• **WRITTEN PROBLEM**:
Format the records from the first line through the line containing "(1104, 173)", inclusive, as a JSON list of strings with one string per line, leaving out blank lines.

• **DATA ENTRIES**:
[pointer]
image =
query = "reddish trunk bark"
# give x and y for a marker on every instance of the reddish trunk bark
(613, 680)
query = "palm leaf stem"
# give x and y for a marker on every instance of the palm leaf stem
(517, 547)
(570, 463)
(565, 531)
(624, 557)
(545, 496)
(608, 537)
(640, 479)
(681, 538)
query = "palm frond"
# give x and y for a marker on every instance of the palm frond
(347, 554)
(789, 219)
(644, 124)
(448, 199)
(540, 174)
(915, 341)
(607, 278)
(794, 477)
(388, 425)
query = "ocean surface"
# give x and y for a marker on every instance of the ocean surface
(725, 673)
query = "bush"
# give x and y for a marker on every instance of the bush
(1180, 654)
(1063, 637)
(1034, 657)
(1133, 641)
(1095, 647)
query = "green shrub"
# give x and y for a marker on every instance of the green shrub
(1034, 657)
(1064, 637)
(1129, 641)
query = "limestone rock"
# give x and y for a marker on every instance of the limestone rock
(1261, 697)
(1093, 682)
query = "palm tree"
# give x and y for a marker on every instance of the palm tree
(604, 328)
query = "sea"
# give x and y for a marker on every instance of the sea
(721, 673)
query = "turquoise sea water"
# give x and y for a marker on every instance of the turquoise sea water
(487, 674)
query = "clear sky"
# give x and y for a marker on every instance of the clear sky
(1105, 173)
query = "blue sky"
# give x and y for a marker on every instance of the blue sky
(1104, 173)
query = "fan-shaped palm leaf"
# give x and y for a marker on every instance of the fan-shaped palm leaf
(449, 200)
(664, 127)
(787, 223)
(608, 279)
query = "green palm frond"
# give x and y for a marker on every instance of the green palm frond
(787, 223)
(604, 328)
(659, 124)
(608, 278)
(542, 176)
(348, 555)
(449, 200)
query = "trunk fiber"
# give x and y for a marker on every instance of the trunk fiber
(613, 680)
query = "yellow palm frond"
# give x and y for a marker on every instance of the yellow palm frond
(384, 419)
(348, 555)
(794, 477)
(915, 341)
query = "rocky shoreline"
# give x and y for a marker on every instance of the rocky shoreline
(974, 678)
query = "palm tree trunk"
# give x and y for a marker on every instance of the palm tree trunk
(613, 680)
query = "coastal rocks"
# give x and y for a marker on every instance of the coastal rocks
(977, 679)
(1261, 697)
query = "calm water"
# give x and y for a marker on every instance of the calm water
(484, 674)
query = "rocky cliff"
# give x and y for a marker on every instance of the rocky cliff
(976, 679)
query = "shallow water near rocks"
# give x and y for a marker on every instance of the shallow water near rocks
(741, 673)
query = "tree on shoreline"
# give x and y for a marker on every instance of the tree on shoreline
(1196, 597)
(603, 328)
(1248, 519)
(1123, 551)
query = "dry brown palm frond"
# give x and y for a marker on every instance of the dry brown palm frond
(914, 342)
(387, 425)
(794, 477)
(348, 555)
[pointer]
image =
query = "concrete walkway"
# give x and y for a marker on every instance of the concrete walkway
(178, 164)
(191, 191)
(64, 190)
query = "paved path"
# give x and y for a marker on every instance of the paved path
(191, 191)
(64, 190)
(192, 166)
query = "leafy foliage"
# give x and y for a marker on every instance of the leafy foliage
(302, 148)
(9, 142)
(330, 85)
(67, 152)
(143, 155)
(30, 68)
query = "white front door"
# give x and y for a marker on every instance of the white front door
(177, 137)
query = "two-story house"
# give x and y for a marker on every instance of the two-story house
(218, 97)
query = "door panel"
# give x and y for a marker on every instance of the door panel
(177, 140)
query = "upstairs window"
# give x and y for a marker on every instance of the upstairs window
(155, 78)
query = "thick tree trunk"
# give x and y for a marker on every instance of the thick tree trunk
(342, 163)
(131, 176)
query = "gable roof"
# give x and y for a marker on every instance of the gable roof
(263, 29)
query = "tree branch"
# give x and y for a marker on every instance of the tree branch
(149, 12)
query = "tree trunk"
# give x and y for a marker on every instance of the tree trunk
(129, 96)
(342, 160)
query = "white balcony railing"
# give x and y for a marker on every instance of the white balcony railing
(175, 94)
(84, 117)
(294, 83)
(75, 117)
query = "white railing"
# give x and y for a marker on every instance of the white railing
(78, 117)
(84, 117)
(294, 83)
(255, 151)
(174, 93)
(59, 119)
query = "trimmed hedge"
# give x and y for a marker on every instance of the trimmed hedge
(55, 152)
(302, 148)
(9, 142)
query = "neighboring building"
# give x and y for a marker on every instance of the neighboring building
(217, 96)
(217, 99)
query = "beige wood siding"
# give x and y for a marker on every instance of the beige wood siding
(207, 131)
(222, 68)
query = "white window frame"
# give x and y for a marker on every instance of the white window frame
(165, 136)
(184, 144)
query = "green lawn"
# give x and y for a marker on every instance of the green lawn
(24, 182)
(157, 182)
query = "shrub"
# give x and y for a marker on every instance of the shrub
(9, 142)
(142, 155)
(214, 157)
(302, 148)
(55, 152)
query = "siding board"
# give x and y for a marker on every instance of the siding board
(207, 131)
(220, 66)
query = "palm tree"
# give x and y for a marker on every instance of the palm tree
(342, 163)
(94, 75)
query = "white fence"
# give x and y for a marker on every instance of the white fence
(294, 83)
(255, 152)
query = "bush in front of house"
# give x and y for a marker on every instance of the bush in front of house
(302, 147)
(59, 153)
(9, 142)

• **TASK OUTPUT**:
[
  "[pointer]",
  "image =",
  "query = \"reddish trunk bark\"",
  "# give x and y for a marker on every instance of the reddish trunk bark",
  "(613, 680)",
  "query = \"palm leaf stem\"",
  "# give x and y for a marker on every instance of the palm leaf stem",
  "(517, 547)",
  "(570, 463)",
  "(565, 531)",
  "(624, 557)",
  "(545, 496)",
  "(608, 537)",
  "(640, 479)",
  "(681, 538)",
  "query = \"palm frond\"",
  "# give x and y for a marker on every instance of the palm frond",
  "(347, 554)",
  "(789, 219)",
  "(644, 124)",
  "(448, 199)",
  "(540, 174)",
  "(915, 341)",
  "(607, 278)",
  "(794, 477)",
  "(388, 425)",
  "query = \"ocean surface\"",
  "# give x and y for a marker on every instance of the ocean surface",
  "(725, 673)",
  "query = \"bush\"",
  "# give x and y for a marker on every instance of the bush",
  "(1180, 654)",
  "(1063, 637)",
  "(1034, 657)",
  "(1133, 641)",
  "(1095, 647)",
  "query = \"green shrub\"",
  "# give x and y for a marker on every instance of the green shrub",
  "(1034, 657)",
  "(1064, 637)",
  "(1129, 641)",
  "query = \"limestone rock\"",
  "# give x and y for a marker on every instance of the limestone rock",
  "(1261, 697)",
  "(1093, 682)",
  "query = \"palm tree\"",
  "# give x and y for a marker on every instance of the palm tree",
  "(604, 328)",
  "query = \"sea\"",
  "# give x and y for a marker on every instance of the sea",
  "(721, 673)",
  "query = \"turquoise sea water\"",
  "# give x and y for a marker on every instance of the turquoise sea water",
  "(487, 674)",
  "query = \"clear sky\"",
  "# give x and y for a marker on every instance of the clear sky",
  "(1105, 173)",
  "query = \"blue sky\"",
  "# give x and y for a marker on every instance of the blue sky",
  "(1104, 173)"
]